** Opening Text block block **
In the developed world, combating HIV has been a triumph of modern medical science.

What was a universally fatal illness when it first appeared in the 1980s has become a serious but chronic condition, really not fundamentally different from diabetes. In fact, speaking to reporters on World AIDS day Dec. 1, President Bush felt it necessary to remind listeners of "those who have got HIV/AIDS here at home" - the more than 1 million people living with HIV in the U.S. - but the terror that an AIDS diagnosis represented 20 years ago has become a memory for those who can access and afford treatment.

In the developing world, however, HIV is part of a Gordian knot of poverty and disease (and often, political incompetence and/or unwillingness to face up to the disease) that makes it a much more formidable opponent. One of the many complicating factors is highlighted in the Dec. 8, 2006, issue of Science, in which researchers from Seattle's Fred Hutchison Cancer Research Center and the University of Washington show that the interaction between HIV and malaria fuels the spread of both diseases in parts of sub-Saharan Africa.

"We haven't looked at all of Africa," senior author Laith Abu-Raddad, told BioWorld Today. "But locally, the effects can be substantial."

Abu-Raddad said that his team set out to explain a paradox: HIV is spreading very rapidly in sub-Saharan Africa, but "measures of sexual behavior show that there is not so much high-risk sexual behavior over there, compared to other places. So one of the big puzzles is why?"
** Closing Text block block **
** Opening Information provided block **
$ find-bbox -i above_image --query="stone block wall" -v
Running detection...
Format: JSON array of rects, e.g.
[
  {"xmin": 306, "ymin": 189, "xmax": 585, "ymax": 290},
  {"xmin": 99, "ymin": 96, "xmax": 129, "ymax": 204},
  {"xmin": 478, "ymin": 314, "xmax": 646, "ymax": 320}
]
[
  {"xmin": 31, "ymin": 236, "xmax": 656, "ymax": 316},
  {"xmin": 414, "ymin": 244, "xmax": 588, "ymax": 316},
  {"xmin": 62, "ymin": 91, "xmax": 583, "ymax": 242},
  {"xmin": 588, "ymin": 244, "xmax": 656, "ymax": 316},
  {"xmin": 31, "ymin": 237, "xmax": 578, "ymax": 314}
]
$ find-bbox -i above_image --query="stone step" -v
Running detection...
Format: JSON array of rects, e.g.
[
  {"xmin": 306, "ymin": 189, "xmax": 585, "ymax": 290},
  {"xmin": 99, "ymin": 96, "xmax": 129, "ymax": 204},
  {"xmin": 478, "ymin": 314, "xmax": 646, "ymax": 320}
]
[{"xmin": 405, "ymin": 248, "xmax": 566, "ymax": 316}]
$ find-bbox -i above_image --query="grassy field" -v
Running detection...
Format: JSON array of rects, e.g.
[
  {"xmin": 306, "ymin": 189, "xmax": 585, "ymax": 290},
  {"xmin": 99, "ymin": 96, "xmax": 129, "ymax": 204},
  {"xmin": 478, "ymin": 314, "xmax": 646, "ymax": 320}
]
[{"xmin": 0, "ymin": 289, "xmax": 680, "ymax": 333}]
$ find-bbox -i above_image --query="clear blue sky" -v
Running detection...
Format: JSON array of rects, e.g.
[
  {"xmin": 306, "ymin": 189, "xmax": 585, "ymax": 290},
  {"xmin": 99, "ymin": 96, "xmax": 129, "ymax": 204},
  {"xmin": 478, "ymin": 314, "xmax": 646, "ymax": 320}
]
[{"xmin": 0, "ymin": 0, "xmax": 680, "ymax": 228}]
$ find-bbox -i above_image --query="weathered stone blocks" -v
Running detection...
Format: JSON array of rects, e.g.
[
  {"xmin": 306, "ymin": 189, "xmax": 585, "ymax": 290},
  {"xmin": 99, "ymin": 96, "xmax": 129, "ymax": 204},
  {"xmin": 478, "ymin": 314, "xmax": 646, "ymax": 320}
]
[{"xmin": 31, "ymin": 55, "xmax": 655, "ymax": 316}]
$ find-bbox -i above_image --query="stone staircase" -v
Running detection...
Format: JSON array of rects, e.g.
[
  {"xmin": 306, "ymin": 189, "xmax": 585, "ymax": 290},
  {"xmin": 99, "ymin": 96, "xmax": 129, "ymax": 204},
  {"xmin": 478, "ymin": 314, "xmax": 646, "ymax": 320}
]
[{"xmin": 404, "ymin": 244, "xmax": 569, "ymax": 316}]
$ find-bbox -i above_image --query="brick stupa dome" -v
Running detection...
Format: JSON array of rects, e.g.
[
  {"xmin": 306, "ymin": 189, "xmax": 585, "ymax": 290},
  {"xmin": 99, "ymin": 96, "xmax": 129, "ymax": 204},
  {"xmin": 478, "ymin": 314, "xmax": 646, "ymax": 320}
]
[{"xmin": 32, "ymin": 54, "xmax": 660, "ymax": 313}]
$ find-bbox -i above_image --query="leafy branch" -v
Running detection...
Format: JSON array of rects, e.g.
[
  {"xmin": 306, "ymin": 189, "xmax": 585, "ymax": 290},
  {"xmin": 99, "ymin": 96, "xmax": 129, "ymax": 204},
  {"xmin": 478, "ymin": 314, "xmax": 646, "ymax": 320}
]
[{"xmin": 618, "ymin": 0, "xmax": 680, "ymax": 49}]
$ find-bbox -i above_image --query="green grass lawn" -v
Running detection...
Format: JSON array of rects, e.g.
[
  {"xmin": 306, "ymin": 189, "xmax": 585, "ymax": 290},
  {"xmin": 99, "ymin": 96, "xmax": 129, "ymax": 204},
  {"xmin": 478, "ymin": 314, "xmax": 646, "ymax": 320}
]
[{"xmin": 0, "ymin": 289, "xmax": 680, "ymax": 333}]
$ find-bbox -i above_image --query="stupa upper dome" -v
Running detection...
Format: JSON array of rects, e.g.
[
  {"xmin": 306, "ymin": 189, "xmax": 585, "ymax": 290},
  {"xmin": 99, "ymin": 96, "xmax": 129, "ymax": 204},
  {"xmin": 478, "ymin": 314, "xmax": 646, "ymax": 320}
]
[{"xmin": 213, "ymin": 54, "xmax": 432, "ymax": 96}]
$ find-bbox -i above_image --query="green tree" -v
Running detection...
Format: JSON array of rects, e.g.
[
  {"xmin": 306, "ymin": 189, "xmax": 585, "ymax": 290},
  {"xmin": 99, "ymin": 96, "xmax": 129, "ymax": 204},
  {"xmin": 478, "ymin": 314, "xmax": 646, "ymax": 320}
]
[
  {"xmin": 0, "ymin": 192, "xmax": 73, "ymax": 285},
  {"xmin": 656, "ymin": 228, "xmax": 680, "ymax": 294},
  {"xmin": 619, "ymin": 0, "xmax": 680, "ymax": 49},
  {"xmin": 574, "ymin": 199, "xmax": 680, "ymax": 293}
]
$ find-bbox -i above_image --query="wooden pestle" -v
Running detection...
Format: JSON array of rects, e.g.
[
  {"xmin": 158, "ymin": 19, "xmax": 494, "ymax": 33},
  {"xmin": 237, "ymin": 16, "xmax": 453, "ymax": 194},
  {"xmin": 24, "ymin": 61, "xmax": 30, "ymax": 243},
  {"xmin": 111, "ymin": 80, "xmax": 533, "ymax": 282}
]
** Closing Information provided block **
**Problem to work on**. Change "chronic condition" to "long-term condition" in the text on HIV and malaria, and give the passage again starting with "In the developed" and going on through "and afford treatment.".

**Result of the task**.
In the developed world, combating HIV has been a triumph of modern medical science.

What was a universally fatal illness when it first appeared in the 1980s has become a serious but long-term condition, really not fundamentally different from diabetes. In fact, speaking to reporters on World AIDS day Dec. 1, President Bush felt it necessary to remind listeners of "those who have got HIV/AIDS here at home" - the more than 1 million people living with HIV in the U.S. - but the terror that an AIDS diagnosis represented 20 years ago has become a memory for those who can access and afford treatment.